Excerpt provided:
>> start

# Yondaime wallpaper



## LRSS (Aug 29, 2006)

Here is a wallpaper i made of yondaime. Hope you like it 

here

Once again, i went for a cleaner, simpler look


----------



## Astronaut (Aug 30, 2006)

nice job. <3
very nicely done.
I like the black and white effects.


----------



## 寫輪眼 (Aug 30, 2006)

Hey not bad, i like the black/white effect with the green leaves


----------



## LRSS (Aug 30, 2006)

Thanks for the feedback guys


----------



## kire (Aug 30, 2006)

thats a good pic, and i too love the black and white effect with the green leaves, it gives it something extra


----------



## GIGASTBASTID (Aug 30, 2006)

That's a very nice wallpaper.  I'm gonna be using it, if you don't mind. :3

I love how you didn't change the color of the lleafs. And I love the text.


----------



## LRSS (Aug 30, 2006)

Yeah i dont mind if you use  Im actually really happy you want to ^.^ lol Thanks for the feedback guys


----------



## Gintoki (Sep 3, 2006)

very nice wall, I like how simple it is.
well done.


----------



## Heero (Sep 4, 2006)

the color makes it stick out very well, the black and white just adds to this and the text i like very much, it may be simple but it is damn good


----------



## mow (Sep 4, 2006)

>> end

Direction:
Reproduce the part of the wallpaper thread above between "thats a good" and "GIGASTBASTID (Aug 30, 2006)", inclusive, word for word.

Given data:

>> start

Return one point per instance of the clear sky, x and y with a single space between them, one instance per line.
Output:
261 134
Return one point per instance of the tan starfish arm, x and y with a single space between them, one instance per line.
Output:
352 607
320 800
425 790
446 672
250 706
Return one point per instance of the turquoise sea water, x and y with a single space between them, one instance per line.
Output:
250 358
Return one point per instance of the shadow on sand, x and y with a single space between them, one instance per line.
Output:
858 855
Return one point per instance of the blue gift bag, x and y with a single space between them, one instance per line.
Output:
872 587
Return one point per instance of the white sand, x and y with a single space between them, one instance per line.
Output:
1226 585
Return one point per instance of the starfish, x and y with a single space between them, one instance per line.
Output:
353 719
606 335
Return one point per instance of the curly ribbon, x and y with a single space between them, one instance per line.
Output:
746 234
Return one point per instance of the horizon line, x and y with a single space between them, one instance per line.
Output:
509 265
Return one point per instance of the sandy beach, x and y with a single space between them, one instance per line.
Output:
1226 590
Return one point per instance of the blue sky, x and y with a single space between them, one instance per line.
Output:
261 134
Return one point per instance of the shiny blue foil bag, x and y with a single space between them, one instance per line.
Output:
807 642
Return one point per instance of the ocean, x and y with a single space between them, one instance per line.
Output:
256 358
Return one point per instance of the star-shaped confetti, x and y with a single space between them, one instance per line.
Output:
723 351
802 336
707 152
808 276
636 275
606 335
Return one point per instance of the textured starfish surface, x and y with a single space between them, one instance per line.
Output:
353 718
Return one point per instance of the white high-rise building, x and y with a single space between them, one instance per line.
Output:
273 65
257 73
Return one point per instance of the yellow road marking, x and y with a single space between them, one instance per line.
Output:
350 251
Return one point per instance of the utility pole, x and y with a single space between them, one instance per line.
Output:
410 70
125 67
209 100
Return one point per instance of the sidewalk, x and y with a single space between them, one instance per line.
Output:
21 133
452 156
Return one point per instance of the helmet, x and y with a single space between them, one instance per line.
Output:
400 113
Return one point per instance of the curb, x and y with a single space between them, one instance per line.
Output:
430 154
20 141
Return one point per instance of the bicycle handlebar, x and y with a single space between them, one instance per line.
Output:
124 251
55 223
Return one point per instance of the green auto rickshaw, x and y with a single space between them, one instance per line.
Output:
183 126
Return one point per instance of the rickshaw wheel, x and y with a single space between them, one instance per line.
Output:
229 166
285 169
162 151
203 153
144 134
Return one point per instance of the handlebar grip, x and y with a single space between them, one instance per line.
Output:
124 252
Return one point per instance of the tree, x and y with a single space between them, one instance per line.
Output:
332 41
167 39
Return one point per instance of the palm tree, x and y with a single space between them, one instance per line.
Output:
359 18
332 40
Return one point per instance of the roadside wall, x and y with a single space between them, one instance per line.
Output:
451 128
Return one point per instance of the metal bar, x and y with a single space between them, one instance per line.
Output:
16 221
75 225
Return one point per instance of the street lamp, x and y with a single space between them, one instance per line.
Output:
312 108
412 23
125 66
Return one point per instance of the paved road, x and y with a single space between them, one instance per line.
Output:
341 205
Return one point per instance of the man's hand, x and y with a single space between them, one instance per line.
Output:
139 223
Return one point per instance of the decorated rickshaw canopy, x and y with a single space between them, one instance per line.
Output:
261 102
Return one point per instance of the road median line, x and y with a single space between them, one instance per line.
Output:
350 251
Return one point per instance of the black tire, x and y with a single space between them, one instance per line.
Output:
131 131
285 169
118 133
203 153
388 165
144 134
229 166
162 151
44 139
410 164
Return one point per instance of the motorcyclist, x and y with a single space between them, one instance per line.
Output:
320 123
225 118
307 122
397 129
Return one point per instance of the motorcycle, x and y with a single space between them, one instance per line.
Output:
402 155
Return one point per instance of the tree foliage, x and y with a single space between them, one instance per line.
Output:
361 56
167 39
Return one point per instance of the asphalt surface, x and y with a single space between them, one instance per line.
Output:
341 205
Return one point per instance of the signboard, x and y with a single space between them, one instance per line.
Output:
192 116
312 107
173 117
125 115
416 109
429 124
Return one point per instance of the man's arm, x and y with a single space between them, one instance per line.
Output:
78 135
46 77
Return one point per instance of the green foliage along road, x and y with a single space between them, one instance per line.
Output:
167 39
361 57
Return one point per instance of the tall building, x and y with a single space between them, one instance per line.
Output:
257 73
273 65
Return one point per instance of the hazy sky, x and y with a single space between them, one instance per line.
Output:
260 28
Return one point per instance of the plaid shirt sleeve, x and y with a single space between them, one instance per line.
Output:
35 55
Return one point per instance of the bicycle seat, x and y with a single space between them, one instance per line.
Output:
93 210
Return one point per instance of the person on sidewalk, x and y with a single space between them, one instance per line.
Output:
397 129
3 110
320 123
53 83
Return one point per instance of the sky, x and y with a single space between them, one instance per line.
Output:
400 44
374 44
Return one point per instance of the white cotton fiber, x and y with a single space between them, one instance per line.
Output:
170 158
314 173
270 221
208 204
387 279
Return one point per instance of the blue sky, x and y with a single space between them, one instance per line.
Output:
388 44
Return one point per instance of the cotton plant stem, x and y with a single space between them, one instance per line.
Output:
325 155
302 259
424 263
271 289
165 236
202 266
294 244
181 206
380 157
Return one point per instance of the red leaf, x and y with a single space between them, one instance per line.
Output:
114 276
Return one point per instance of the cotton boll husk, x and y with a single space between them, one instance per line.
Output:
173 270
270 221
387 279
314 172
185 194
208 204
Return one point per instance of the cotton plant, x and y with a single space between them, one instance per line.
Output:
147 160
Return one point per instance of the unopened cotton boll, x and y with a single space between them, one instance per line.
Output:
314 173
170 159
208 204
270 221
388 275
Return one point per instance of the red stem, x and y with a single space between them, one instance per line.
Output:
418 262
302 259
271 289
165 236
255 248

>> end

Written answer:
thats a good pic, and i too love the black and white effect with the green leaves, it gives it something extra


----------



## GIGASTBASTID (Aug 30, 2006)